Spot each line in the records below where the word "When" occurs, then copy it.

Entries taken from a collection:
== Segment start ==

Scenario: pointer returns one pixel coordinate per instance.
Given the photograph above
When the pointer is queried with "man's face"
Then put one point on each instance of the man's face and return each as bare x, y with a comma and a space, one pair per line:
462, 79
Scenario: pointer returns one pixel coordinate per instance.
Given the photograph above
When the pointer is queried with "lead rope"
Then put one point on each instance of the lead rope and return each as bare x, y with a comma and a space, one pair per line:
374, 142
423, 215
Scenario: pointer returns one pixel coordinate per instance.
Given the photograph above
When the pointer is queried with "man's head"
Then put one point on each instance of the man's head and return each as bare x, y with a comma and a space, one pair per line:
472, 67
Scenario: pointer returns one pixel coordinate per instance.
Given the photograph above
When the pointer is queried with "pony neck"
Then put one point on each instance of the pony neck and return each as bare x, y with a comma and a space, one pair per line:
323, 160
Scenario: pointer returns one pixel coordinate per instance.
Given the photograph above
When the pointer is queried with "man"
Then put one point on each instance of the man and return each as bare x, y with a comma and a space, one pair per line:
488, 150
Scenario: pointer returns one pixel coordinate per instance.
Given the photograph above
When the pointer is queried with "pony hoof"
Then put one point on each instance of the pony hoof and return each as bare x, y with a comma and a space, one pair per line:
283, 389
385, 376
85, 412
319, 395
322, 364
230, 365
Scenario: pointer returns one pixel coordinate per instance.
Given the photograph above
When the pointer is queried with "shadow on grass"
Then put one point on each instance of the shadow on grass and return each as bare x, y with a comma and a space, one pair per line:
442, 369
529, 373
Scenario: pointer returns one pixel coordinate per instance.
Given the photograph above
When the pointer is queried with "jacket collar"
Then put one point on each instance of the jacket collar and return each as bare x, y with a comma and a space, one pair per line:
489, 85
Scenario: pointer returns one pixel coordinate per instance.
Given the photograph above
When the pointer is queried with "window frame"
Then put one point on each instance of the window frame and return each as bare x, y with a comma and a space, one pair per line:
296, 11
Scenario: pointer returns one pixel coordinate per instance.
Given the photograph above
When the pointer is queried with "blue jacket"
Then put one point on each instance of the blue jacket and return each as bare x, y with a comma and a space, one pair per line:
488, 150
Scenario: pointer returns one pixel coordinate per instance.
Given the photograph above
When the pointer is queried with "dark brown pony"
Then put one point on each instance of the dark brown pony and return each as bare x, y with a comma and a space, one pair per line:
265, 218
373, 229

== Segment end ==

* **Solution to the exercise**
When the pointer is queried with "man's face"
When the pointer is queried with "lead rope"
When the pointer is queried with "man's head"
When the pointer is queried with "pony neck"
When the pointer is queried with "man"
When the pointer is queried with "pony hoof"
When the pointer is queried with "shadow on grass"
When the pointer is queried with "jacket collar"
When the pointer is queried with "window frame"
When the pointer is queried with "blue jacket"
When the pointer is queried with "dark brown pony"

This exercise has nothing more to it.